Here are the 10 things I’ve learned to help me cope and remain reasonably productive working from home.

  1. Make sure you have a good view from the window. It’s soothing rather than distracting, but some days the view is better than others.

    The view from my desk in late Autumn. A white bellied sunbird feasting on resplendent red hot pokers.

  2. Activate your internal firewall against Facebook and blogging during the day (please share any ideas on how this can actually be done… I’m not winning. The only thing that seems to help is if the internet is out!)
  3. Make sure the animals are happy. Unhappy pets can be a distraction, especially if the only spot the cat can get warm is on top of your laptop… if it’s cold give her a nice warm spot to sit in front of the fire. Let the dogs in if they are going crazy about the lightening outside… but in this case you are probably not working anyway as there’s unlikely to be electricity or wireless.

    Happy warm pets mind their own business.

  4. Keep earplugs handy for when calves are being weaned. They cry incessantly and loudly for their mothers for 48 hours which can deprive you of sleep and be a distraction.
  5. Don’t live and work at home for 8 months on a building site… it takes years off your life and is extremely unproductive for anything other than building. Trust me on this one.
  6. Keep a 3G card handy. If the wireless stops working don’t panic. Get in the car with laptop and drive 3 kilometers to the nearest GPRS or 3G signal and download and send urgent emails. If necessary sit in the car and work until it’s done. Ignore people that drive past and stop to enquire if something is wrong. If there’s a lot to do, drive 17 kilometers to Living Life Station Café and set up shop there for the day. The coffee is great and David will welcome you with open arms, a big smile and an extension cord to get you set up.
  7. Always keep your laptop fully charged and plugged in to deal with unexpected power outages. That way you can at least carry on working for another two hours or so until the battery dies. If that’s not enough drive to Living Life and carry on working for the day, but first find out if they have power.

◆ TO BE DONE ◆
- A) Answer these questions from the working-from-home tips:
(i) For how long do calves cry for their mothers when they are being weaned?
(ii) How far must you drive to reach the nearest GPRS or 3G signal?
(iii) With a fully charged laptop, for about how long can you keep working during a power outage?
- B) Extend the working-from-home tips by writing what follows tip 7.

◆ DATA SHOWN ◆
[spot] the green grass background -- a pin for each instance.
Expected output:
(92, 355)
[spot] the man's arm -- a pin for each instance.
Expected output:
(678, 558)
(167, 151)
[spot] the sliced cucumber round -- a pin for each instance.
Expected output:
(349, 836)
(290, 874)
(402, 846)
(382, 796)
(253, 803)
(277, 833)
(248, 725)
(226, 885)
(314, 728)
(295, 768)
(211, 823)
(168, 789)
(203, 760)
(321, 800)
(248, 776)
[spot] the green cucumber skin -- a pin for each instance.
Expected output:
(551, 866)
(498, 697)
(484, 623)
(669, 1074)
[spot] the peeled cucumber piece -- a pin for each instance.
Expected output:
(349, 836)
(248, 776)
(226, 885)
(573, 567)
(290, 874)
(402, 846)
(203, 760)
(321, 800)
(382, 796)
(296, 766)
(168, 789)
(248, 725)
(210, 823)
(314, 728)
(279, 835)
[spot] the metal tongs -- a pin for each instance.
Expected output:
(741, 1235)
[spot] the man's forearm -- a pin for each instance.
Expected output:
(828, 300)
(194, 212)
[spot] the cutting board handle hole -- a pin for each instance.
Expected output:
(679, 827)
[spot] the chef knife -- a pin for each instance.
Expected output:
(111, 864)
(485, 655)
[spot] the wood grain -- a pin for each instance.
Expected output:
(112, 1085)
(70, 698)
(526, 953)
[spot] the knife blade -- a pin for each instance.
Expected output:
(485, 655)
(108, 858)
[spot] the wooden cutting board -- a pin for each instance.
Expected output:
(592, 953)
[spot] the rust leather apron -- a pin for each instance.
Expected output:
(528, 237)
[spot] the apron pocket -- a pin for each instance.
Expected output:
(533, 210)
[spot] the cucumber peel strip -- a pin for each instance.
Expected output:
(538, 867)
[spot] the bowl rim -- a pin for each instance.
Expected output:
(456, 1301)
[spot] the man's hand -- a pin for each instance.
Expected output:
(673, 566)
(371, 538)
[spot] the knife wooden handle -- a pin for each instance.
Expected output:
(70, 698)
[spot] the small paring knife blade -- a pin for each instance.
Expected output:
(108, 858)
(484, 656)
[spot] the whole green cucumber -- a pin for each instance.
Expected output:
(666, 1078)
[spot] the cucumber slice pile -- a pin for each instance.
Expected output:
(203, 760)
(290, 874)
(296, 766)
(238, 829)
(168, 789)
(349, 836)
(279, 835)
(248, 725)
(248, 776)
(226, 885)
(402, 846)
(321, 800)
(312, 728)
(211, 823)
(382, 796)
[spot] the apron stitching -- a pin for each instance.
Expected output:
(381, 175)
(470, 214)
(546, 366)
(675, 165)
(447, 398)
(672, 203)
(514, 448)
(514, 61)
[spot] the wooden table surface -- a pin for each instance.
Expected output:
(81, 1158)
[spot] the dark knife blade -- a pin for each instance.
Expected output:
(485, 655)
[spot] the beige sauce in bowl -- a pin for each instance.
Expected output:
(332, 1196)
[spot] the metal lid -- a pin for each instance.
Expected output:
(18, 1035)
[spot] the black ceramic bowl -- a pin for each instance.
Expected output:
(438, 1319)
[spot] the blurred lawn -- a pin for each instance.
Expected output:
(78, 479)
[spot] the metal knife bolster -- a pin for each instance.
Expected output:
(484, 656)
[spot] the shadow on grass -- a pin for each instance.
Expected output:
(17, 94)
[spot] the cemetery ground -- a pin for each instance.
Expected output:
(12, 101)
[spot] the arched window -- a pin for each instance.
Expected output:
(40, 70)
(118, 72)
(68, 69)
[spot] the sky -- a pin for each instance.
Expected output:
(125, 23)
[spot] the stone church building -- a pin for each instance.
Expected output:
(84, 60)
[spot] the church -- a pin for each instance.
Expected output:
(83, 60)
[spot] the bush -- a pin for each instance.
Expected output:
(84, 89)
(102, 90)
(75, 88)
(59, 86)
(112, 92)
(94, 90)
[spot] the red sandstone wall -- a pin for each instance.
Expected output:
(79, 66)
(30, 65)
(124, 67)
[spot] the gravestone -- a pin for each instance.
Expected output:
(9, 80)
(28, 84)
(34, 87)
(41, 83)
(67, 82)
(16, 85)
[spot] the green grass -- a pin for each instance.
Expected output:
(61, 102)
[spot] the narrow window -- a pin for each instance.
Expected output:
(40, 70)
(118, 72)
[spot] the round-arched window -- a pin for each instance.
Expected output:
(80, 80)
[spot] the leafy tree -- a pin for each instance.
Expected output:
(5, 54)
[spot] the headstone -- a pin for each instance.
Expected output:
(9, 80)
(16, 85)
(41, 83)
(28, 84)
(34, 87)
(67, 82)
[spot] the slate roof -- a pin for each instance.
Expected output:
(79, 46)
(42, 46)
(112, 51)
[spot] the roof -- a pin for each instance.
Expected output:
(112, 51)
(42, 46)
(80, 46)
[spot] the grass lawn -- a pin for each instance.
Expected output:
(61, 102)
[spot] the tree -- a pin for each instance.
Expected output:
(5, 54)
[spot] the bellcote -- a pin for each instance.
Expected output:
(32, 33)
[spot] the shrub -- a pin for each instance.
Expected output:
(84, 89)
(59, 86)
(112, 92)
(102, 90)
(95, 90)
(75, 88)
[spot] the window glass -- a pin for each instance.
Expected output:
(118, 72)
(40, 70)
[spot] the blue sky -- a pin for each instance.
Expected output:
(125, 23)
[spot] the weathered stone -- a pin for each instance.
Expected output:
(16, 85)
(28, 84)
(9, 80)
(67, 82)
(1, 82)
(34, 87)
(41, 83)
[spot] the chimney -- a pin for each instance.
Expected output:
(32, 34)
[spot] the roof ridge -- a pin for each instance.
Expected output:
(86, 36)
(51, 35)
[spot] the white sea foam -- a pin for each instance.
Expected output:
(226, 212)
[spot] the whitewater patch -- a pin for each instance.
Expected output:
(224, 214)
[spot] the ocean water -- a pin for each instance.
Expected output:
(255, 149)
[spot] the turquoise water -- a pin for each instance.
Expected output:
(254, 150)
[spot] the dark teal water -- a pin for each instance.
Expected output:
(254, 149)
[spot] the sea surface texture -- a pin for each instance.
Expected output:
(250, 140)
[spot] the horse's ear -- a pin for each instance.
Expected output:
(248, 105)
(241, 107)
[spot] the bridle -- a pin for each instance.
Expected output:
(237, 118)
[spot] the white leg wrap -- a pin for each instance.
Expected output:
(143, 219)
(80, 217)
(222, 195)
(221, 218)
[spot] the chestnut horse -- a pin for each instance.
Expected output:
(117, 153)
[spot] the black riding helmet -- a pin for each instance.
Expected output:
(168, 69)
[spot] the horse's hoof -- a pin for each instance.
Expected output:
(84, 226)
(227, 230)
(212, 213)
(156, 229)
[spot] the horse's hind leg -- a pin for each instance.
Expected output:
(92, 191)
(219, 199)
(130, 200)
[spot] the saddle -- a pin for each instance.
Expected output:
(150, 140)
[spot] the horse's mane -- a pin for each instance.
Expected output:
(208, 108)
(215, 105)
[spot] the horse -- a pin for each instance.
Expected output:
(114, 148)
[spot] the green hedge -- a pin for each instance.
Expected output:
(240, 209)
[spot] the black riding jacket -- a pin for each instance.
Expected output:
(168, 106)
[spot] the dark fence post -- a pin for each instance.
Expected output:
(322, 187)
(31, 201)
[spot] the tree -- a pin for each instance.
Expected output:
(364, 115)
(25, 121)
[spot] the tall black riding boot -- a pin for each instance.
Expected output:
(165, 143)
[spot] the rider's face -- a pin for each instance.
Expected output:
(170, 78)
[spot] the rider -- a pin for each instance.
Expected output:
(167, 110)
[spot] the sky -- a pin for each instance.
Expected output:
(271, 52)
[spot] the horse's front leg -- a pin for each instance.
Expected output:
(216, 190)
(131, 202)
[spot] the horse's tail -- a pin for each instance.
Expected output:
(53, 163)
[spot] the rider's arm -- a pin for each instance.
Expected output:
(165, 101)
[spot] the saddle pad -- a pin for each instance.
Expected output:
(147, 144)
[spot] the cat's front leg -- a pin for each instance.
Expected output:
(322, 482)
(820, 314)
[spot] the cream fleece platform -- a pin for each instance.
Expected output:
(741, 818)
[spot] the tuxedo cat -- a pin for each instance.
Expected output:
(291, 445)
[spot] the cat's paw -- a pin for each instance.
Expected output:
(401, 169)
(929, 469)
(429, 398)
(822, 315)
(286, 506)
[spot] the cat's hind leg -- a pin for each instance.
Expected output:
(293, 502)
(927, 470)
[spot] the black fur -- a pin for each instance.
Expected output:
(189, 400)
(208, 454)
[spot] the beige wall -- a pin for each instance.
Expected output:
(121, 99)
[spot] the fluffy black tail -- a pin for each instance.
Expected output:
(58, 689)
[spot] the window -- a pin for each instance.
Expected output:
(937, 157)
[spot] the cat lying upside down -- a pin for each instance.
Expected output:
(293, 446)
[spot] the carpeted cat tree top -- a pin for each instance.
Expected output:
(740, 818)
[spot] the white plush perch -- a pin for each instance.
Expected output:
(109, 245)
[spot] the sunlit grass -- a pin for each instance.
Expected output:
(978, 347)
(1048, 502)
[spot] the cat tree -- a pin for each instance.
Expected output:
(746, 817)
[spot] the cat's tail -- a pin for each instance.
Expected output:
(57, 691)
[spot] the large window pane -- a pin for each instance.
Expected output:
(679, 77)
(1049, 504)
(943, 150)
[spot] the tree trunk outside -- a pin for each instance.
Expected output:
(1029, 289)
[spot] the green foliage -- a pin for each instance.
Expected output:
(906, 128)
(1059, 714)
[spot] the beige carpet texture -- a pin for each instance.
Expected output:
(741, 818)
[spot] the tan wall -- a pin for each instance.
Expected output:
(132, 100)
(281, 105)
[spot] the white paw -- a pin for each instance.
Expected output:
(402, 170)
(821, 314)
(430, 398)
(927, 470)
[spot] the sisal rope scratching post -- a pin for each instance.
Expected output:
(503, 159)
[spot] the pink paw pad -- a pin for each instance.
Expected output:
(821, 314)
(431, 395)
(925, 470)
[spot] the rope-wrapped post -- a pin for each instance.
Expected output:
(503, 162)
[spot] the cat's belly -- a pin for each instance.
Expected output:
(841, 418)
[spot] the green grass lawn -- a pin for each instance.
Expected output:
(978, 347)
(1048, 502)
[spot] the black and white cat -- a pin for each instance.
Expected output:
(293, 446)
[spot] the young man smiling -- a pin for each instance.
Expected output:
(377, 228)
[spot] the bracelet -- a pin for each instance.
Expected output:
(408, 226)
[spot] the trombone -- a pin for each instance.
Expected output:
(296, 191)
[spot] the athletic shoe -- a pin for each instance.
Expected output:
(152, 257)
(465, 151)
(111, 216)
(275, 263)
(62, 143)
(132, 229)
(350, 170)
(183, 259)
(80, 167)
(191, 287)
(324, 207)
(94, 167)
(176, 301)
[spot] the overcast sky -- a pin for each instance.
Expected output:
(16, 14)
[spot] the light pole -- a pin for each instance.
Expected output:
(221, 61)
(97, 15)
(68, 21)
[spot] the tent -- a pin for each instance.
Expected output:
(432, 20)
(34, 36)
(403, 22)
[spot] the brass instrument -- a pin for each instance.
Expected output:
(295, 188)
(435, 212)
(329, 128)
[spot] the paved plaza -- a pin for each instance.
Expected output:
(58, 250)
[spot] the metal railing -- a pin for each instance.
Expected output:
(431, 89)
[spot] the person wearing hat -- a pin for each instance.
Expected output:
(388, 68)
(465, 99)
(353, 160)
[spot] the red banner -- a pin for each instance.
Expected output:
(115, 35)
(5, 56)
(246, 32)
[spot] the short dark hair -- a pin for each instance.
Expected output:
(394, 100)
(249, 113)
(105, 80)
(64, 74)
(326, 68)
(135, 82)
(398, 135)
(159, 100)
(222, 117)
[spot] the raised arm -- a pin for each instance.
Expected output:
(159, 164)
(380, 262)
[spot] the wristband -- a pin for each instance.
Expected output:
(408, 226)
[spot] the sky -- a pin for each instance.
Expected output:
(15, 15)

◆ TASK-BY-TASK OUTPUTS ◆
- A)
(i) 48 hours
(ii) 3 kilometers
(iii) About two hours

- B)
  8. Buy a gas stove so that you can at least have a cup of tea during the day if the electricity goes out. Whatever you do don’t try to power the coffee machine with an old farm generator… you don’t want to know.
  9. Keep warm. When I read back on my Facebook posts from last year I feel so sorry for me… I was constantly freezing! I remember a particularly bad day last autumn when the electricity went out for the whole day. We had no fireplace, no lights, no gas plate and no insulation in the house. It was truly miserable. Even Quentin felt sorry for me. Believe me when I say that working in an Eskimo suit is not comfortable and you cannot type with gloves on. Things seem to be going much better this year since we installed a fireplace, an AGA, under-floor heating, a gas stove, double glazing and ceiling insulation. I am warm and happy and Poepsie cat is no longer sleeping on my laptop.
  10. Get an I-phone and switch to the strongest network provider for your area. Since we converted in April we can now receive sms’s in our office and occasionally listen to voice messages. Best of all I can sit at my desk and do internet banking instead of driving out to the nearest reception to receive my one-time password. It’s a revelation! On wireless it’s also great to be able to FaceTime and Skype from our phones.

With these handy tips you should do just fine if you ever need to try it.

The magic of AGA


Because it’s winter… because we only lit her this week… because my porridge is busy bubbling on the stove… and because I love her SO much I simply must document the history of our AGA stove.

Kettle on the boil for the first cup of tea!

Since October last year the house at Vastrap has undergone a complete transformation. The biggest change has been the kitchen living area and one of the best additions has been our beautiful anthracite fired AGA stove. There is something about an AGA that conjures the romanticism of farm life. One simply has to have one. Especially in an area like ours that gets extremely cold in winter. The reality, however, is that most farm houses do not have AGA’s anymore. The traditional old ones were hard to manage, made a big mess and were slowly displaced when electric stoves became fashionable. So imagine my disappointment when I arrived at the farm to no AGA….

When we started discussing the kitchen renovation I pleaded with Quentin to find me one. Fortunately his sister Lesley had an old one standing in her garage on her farm, which is about 20 kilometers away from us. Lesley and her husband Gary moved to Mauritz about 5 years ago but before that the house had been empty for decades while Bill farmed on the lands. Quentin can never remember anyone living there so they must have left in the late 1960s or early 1970s. The AGA had been standing abandoned and unused in the garage since then… can you imagine such a beautiful thing treated so badly!

Lesley and Gary very kindly gave us the stove as they had decided not to use it in their house. We were very excited to go and fetch it, but when it got to Vastrap we realised with shock that it was in a very bad state of repair. Full of rats nests, all rusted and the paint peeling off. Stupidly I didn’t take a photo of what she looked like then. I think I was too stressed about the mad rush to get the kitchen finished before our Christmas visitors arrived!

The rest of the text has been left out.